PASSAGE GIVEN:
# Mini infinity vivarium...



## randfp (May 4, 2006)

Just finished putting the background on this vivarium which I got last Saturday from the recently held Reptile Super Show in Pomona, it is made out of plastic ( polycarbonate). I'll be putting some plants next...


----------



## mordoria (Jan 28, 2011)

Looks wicked cool. How big is it?.


----------



## randfp (May 4, 2006)

mordoria said:


> Looks wicked cool. How big is it?.


The seller said it's 14 gallons.


----------



## randfp (May 4, 2006)

Here are pictures of my infinity terrarium planted with the following plants...

Epidendrum porpax
Pleurothallis trichostoma
Pleurothallis grobyi
Porroglossum dactylum
Restrepia trichoglossa
Stelis mystax
Neoregelia lilliputiana
Marcgavia sp.
Pilea glauca
Ficus pumila var. quercifolia


----------



## frogface (Feb 20, 2010)

Nice! Keep us updated as it grows in.


----------



## randfp (May 4, 2006)

frogface said:


> Nice! Keep us updated as it grows in.


Thank you, yes I do intend to update this every now and then. There are already new roots developing from the mini orchids and one of the Neoregelia is in bloom right now.


----------



## Mitch (Jun 18, 2010)

Very nice tank. Do you have a drainage layer? You may want to add one if you don't to keep the soil from getting water logged.


----------



## randfp (May 4, 2006)

Mitch said:


> Very nice tank. Do you have a drainage layer? You may want to add one if you don't to keep the soil from getting water logged.


Thank you, yes this tank is well thought of regarding the construction. There is a good size of compartment underneath (which also serves as the base or stand) where I have a good amount of hydroton to keep the soil from getting logged.


----------



## Greasy (Sep 1, 2011)

nice choice of plants, makes the tank look larger then it really is. =)


----------



## Jesse (Sep 19, 2005)

Very Nice, I like the curved front.


----------



## randfp (May 4, 2006)

Just an update, new plants were introduced and I have to change the CFL. I thought I have a 6500K installed at first but it was a 5000k lamp...


----------



## tahir tareen (Dec 17, 2009)

third picture from the bottom, what is the plant thats in focus in the center? i believe i have that in one tank courtesy of a friend.


----------



## Venutus1 (Feb 13, 2010)

Very cool set-up.
I really like the curved front.
Todd


----------



## randfp (May 4, 2006)

tahir tareen said:


> third picture from the bottom, what is the plant thats in focus in the center? i believe i have that in one tank courtesy of a friend.


It is a Trichosalpinx chamaelepanthes...a very nice and easy to grow orchid.


----------

DATA PROVIDED:

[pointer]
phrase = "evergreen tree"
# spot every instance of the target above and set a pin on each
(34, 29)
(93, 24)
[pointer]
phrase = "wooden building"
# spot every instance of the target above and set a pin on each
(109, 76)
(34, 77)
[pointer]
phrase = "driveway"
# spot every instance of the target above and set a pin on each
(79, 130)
--
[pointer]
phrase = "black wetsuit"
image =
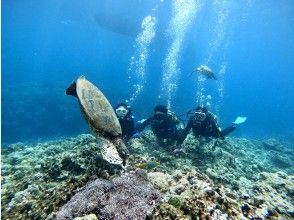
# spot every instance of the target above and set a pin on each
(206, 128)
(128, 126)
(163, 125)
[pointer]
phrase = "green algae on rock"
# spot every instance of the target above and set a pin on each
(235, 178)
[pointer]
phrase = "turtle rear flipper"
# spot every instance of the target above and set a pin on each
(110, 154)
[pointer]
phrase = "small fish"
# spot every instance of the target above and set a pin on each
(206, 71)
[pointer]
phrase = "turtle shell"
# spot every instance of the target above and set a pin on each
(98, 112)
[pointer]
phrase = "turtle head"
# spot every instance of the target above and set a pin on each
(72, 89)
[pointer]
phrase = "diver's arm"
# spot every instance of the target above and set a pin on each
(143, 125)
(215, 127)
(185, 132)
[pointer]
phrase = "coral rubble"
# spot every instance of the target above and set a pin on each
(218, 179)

STATED GOAL:
Answer these about the vivarium thread:
1. What kind of plastic is the vivarium made of?
2. What fills the compartment under the tank to keep the soil from getting waterlogged?
3. What lamp did randfp find was actually installed in place of the expected 6500K one?
The listing comes from a different source than the vivarium thread.

FINISHED TASK:
1. Polycarbonate.
2. Hydroton.
3. A 5000K CFL.